> **Problem to work on**:
Answer from the blog entries below:
(a) What did the writer have at the local on Wednesday afternoon?
(b) Where is Elanor?
(c) What does the working farm mainly raise?

> **Excerpted passage**:
※ ※ ※

Wednesday, June 24, 2009

It's Drizzling and Foggy

This is about all I can say for to-day... Fortunately most people round about have the majority of their hay in (any farmers in the group?) so a day working indoors might be a welcome change. Had a pint at the local Wednesday afternoon; just lovely. I trust that means I really am on the mend.

A blood test for me this morning, probably want to see if I have any left; the way they suck the stuff out of you, you'ld think there were a market for it. CEA numbers, high or low: don't know what it should be, so can't bring myself to worry.

Monday, June 22, 2009

Day In and Day Out at Cliff End

Really enjoying my time here with my family. There's two sets of twins and a
spare, though two, the oldest (one of the boys and the middle girl) are long gone, Elanor in Ireland and her brother with an engineering firm
in the North. That leaves lots of room for Uncle B to ramble about the house, gardens and fields generally making a nuisance of himself. While I am not much of a horse person, round here the beasts pay the bills, so as soon as I am allowed much physical exercise, I'll pitch in a bit. It's a working farm, primarily raising horses and what horses eat, so on the whole it's up early, lots to do and eat, and bed somewhat early, though there are several full time hands here as well that help spread the work round.

※ ※ ※

> **Record extracts**:
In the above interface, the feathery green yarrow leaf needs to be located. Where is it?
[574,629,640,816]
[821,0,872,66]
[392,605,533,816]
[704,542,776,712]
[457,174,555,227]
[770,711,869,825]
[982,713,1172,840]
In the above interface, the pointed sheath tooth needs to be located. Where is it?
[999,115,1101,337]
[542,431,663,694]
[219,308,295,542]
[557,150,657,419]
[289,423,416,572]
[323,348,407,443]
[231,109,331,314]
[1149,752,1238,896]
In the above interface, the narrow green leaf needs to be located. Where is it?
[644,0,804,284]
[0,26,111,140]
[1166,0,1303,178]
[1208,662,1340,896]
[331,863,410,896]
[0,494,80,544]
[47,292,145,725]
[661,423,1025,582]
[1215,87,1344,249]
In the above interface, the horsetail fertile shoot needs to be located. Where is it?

※ ※ ※

> **Task response**:
(a) A pint.
(b) In Ireland.
(c) Horses and what horses eat.